__What to do__
1. Rewrite everything from "You can create" down to "to human error." in the redline text, swapping "counterparties" for "other parties".
2. Answer these questions from the redline text:
(a) What is a redline?
(b) What do you need to generate the redline when a clean version comes back without tracked changes?
(c) What do legal teams describe spending significant time doing?

__Document passage__
►
Redline vs. track changes: what is the difference?
People often use "redline" and "track changes" interchangeably, but they refer to different things. A redline is the outcome: a marked-up document showing proposed modifications. Track changes is one tool for producing that outcome.
You can create a redline by comparing two clean documents side by side and generating a comparison report. You can also create one by editing a document with track changes turned on. The redline is the what. Track changes is one possible how.
This distinction matters when counterparties send back a "clean" version without tracked changes. In that case, you need a comparison tool to generate the redline yourself, which is where manual comparison becomes error-prone and time-consuming. Legal teams describe spending significant time reading documents line by line to catch unauthorized changes, a process that is tedious and susceptible to human error.
How modern contract platforms change the redlining workflow
Moving redlining into a purpose-built contract platform changes the underlying architecture. Several capabilities make the difference concrete.
◄
Saved entries
►
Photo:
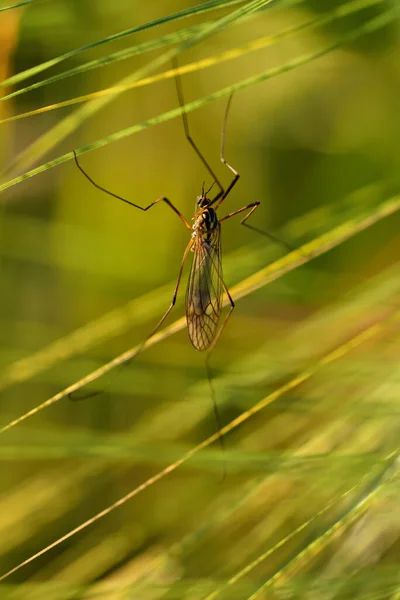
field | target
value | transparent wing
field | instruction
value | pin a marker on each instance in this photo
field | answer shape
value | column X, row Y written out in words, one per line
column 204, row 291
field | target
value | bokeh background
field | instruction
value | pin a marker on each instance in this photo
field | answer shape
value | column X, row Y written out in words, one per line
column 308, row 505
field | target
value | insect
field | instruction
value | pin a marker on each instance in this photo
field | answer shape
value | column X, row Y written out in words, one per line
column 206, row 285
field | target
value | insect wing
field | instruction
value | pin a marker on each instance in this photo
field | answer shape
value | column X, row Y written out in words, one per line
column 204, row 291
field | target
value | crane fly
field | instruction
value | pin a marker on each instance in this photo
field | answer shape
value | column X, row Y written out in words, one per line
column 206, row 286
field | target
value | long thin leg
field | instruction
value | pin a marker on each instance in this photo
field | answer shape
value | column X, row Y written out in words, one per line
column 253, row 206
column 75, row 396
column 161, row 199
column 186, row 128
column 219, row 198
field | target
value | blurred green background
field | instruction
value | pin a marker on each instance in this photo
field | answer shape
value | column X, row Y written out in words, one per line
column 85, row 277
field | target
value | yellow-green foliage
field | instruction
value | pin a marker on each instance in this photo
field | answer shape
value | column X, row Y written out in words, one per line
◄
__Answers to the exercises__
1.
You can create a redline by comparing two clean documents side by side and generating a comparison report. You can also create one by editing a document with track changes turned on. The redline is the what. Track changes is one possible how.
This distinction matters when other parties send back a "clean" version without tracked changes. In that case, you need a comparison tool to generate the redline yourself, which is where manual comparison becomes error-prone and time-consuming. Legal teams describe spending significant time reading documents line by line to catch unauthorized changes, a process that is tedious and susceptible to human error.

2.
(a) The outcome: a marked-up document showing proposed modifications.
(b) A comparison tool.
(c) Reading documents line by line to catch unauthorized changes.